(Natural language region descriptions)
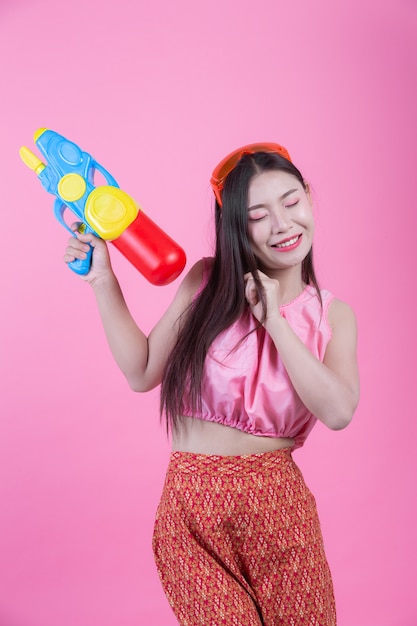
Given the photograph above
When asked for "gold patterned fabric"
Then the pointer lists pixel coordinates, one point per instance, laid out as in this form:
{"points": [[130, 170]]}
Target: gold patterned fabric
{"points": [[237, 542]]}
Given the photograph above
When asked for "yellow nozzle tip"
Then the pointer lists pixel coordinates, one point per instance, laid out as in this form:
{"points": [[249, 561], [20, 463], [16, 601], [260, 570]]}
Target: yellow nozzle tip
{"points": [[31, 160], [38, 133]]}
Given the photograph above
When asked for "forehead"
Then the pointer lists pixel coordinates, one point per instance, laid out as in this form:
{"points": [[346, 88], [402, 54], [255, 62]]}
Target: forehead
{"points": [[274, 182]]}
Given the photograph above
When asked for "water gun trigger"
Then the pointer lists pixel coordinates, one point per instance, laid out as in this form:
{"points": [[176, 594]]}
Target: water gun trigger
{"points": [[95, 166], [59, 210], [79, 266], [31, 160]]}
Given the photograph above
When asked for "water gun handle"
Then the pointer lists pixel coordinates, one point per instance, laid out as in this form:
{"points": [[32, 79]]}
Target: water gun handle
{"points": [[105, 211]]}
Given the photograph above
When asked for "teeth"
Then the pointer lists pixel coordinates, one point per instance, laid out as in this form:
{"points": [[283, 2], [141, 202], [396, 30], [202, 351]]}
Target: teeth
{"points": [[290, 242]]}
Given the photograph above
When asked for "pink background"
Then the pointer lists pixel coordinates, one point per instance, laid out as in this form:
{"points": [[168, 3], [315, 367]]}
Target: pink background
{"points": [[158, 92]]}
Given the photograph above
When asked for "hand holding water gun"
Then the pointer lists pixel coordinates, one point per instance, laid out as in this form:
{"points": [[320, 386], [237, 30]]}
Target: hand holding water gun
...
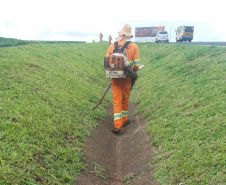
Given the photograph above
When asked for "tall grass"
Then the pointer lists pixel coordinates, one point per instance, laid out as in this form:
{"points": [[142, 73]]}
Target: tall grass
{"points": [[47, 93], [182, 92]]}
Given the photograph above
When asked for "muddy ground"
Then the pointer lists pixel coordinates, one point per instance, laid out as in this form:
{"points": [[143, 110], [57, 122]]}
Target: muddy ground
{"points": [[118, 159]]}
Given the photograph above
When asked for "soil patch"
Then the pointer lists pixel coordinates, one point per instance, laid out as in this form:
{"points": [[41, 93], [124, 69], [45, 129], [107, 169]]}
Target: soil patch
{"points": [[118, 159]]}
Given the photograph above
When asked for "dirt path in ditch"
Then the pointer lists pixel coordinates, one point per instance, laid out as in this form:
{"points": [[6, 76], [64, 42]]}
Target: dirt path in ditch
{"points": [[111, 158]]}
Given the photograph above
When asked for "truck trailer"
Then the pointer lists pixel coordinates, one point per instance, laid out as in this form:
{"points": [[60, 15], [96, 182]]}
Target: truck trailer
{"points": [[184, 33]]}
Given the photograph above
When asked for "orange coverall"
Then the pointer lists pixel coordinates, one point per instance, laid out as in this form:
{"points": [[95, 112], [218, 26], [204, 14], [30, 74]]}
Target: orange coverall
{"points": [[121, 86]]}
---
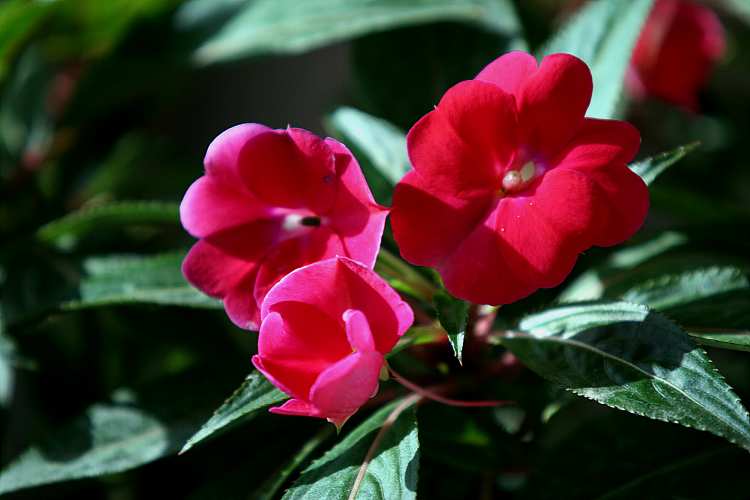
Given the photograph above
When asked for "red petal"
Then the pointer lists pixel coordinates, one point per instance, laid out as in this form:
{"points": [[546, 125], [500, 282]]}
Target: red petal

» **TASK STATEMENT**
How many of the lines above hold "holding"? Answer with only the number.

» **EXERCISE RESPONSE**
2